━━ DATA SUPPLIED

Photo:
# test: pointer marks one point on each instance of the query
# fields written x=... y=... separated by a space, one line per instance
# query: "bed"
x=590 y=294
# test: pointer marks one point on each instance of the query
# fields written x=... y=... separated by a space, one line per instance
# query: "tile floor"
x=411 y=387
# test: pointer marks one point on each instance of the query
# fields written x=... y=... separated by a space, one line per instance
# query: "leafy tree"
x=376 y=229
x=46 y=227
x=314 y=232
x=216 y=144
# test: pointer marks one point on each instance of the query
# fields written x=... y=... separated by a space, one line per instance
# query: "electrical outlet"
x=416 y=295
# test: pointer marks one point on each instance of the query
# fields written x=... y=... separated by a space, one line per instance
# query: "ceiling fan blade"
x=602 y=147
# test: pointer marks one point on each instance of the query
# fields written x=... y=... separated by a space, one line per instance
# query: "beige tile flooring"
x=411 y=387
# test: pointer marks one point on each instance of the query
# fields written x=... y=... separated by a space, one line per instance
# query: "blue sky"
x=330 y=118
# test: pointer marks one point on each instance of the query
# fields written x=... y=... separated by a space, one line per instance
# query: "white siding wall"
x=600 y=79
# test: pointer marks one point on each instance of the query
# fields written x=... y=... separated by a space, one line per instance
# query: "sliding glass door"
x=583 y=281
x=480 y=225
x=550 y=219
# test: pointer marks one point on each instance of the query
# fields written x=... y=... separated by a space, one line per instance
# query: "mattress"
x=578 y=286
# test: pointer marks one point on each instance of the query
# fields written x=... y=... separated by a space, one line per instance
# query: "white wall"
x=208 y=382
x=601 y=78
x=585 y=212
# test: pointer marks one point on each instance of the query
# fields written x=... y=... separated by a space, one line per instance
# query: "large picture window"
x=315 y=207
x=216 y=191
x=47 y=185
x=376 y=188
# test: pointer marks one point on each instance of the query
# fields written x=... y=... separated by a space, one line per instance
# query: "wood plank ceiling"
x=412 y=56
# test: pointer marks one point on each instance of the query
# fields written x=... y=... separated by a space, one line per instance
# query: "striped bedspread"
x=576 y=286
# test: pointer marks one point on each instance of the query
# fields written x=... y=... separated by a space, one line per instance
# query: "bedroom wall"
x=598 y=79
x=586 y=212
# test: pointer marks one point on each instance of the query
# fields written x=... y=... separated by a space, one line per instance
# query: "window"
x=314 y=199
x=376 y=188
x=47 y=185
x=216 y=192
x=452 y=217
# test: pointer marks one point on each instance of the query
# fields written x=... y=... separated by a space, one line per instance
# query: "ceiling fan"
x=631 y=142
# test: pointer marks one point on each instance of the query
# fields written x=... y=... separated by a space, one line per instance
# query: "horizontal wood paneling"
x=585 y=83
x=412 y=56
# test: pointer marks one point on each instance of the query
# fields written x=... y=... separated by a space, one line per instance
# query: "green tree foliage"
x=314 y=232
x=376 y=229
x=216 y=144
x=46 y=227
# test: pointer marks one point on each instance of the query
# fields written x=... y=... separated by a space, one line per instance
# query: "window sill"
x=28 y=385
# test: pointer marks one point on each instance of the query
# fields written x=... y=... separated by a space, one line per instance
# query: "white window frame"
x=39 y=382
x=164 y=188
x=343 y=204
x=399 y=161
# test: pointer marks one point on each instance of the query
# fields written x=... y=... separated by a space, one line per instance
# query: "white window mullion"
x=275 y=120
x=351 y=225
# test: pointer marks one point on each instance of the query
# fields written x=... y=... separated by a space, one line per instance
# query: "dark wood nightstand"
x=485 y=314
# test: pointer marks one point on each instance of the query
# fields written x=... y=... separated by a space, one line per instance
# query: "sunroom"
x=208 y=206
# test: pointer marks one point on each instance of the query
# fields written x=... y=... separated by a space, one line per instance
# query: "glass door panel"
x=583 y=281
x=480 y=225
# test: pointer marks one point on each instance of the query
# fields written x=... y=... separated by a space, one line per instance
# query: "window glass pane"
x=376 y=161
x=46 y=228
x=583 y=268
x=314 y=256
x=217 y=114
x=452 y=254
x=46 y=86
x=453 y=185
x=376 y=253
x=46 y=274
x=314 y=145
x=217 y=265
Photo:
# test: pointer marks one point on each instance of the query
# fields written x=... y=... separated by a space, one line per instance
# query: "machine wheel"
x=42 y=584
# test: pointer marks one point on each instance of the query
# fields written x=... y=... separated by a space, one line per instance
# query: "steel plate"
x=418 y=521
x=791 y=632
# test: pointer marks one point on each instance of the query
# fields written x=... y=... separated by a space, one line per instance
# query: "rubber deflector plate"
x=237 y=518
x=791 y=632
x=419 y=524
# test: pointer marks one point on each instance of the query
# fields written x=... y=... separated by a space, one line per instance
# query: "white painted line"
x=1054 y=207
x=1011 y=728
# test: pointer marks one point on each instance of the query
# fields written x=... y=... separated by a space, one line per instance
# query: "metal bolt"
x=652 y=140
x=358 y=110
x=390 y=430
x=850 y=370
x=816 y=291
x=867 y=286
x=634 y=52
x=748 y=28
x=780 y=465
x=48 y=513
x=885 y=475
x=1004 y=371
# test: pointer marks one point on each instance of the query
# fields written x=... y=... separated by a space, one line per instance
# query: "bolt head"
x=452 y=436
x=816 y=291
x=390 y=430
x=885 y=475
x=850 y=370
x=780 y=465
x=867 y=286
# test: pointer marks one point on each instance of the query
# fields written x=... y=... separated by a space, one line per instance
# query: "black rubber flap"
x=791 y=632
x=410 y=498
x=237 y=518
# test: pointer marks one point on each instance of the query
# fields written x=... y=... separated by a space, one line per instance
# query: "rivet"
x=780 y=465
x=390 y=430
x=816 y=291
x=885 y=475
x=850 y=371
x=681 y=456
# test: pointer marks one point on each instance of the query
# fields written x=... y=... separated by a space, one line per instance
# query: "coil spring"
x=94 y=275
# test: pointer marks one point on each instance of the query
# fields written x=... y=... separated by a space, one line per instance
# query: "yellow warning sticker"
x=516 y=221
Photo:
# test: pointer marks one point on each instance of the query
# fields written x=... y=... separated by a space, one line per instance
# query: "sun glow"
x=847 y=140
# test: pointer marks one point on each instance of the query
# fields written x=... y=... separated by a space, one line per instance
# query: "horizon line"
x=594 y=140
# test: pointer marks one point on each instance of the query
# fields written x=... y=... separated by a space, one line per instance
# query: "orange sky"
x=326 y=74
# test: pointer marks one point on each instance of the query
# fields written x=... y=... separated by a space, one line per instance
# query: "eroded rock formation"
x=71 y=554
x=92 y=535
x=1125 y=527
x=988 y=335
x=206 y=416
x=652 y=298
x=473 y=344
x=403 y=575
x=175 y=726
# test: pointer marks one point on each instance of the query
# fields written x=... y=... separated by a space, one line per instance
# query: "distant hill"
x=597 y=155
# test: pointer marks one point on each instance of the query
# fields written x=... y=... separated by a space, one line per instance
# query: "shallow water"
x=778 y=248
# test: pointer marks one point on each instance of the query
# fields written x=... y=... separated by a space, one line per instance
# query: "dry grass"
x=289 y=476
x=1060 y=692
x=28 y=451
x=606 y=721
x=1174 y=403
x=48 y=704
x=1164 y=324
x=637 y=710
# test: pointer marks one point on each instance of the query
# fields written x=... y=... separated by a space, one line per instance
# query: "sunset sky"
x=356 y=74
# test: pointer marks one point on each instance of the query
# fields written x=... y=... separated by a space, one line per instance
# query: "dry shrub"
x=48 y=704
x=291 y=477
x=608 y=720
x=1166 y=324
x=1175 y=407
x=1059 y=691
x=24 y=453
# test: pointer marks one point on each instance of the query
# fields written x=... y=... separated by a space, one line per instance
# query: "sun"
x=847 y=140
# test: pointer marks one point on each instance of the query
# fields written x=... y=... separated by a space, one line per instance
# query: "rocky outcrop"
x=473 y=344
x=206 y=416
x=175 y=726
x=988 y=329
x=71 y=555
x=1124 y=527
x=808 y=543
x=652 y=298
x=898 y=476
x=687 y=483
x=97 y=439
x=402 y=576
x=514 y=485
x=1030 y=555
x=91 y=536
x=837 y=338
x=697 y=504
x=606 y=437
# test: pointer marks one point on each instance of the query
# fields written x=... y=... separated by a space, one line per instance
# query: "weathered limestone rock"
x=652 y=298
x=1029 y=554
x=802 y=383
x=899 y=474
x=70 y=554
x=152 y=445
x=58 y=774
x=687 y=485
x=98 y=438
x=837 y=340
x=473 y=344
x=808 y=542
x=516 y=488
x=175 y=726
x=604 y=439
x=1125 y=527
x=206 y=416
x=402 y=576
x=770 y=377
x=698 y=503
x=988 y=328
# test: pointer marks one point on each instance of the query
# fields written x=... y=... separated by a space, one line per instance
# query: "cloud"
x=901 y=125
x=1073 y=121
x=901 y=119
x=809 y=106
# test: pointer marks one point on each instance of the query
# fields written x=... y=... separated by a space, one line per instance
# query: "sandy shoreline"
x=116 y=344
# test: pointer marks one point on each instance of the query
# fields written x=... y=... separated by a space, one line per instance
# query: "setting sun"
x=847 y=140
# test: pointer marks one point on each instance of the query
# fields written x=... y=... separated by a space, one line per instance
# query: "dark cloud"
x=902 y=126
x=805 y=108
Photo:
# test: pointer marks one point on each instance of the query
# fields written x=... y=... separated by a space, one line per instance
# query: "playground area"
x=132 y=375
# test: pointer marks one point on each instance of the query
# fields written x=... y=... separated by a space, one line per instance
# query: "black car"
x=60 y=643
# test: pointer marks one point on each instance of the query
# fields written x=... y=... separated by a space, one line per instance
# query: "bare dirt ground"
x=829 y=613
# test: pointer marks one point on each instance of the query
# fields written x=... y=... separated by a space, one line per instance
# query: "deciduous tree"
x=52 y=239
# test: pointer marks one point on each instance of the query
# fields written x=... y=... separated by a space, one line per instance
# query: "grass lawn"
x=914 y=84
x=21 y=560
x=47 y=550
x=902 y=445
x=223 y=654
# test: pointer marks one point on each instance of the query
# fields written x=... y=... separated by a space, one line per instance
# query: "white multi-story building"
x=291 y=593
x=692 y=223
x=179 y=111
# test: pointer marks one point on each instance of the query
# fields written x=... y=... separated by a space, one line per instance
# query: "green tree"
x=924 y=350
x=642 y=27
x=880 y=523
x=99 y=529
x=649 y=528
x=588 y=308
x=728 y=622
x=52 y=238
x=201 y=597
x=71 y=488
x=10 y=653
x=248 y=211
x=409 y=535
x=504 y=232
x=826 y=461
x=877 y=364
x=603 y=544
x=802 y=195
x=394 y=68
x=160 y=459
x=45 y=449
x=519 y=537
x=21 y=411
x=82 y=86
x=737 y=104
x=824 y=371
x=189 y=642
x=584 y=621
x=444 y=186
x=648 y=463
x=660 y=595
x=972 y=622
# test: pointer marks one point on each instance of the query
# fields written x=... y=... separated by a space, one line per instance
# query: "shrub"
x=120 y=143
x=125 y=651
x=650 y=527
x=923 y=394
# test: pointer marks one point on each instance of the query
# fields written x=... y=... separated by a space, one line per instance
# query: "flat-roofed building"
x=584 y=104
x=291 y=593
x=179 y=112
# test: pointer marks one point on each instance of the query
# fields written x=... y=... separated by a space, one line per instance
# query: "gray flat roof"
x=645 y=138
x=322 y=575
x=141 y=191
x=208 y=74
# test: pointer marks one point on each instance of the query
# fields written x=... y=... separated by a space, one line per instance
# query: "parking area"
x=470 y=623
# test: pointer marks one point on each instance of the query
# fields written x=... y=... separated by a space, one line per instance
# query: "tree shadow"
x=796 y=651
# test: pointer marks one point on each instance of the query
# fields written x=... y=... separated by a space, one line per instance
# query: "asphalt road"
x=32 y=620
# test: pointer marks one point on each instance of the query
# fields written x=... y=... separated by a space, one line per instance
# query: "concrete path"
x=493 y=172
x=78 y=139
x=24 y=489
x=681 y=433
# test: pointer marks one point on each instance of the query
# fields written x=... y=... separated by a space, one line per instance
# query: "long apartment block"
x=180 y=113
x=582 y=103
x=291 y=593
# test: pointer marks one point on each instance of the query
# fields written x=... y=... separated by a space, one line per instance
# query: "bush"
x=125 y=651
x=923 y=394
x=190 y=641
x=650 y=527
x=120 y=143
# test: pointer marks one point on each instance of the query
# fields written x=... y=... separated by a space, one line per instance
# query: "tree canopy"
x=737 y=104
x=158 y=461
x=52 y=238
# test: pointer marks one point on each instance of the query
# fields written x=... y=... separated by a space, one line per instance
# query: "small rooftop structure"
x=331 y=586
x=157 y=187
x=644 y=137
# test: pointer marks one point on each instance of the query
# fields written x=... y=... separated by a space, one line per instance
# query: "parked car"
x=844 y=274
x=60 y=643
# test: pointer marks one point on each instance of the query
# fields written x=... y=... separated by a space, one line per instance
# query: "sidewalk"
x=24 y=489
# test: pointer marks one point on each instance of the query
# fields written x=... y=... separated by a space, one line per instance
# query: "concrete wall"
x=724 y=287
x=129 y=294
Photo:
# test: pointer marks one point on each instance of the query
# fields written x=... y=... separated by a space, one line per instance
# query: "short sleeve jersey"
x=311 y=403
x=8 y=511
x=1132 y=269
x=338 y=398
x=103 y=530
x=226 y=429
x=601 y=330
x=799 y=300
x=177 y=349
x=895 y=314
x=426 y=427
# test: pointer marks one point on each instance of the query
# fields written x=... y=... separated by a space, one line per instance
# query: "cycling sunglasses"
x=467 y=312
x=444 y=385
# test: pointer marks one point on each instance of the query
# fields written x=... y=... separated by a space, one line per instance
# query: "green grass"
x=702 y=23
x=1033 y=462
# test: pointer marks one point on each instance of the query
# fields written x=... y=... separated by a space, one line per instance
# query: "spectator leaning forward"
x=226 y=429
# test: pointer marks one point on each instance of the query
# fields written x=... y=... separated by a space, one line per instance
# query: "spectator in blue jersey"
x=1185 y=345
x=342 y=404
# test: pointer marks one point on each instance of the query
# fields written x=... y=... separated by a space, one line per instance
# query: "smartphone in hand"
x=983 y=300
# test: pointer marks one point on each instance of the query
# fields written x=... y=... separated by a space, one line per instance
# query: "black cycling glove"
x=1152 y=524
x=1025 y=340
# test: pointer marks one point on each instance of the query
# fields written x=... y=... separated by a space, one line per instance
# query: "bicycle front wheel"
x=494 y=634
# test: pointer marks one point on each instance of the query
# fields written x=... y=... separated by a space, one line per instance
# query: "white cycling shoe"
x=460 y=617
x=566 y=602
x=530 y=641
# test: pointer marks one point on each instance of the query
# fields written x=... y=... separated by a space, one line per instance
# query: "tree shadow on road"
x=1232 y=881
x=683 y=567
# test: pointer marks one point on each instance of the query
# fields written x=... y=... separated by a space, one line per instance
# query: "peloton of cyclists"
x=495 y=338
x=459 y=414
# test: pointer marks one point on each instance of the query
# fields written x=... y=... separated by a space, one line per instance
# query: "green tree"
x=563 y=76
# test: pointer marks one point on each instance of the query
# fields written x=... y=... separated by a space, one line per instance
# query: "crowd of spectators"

━━━━

Count the lines in the listing above that contain the string "road", and give only that number.

2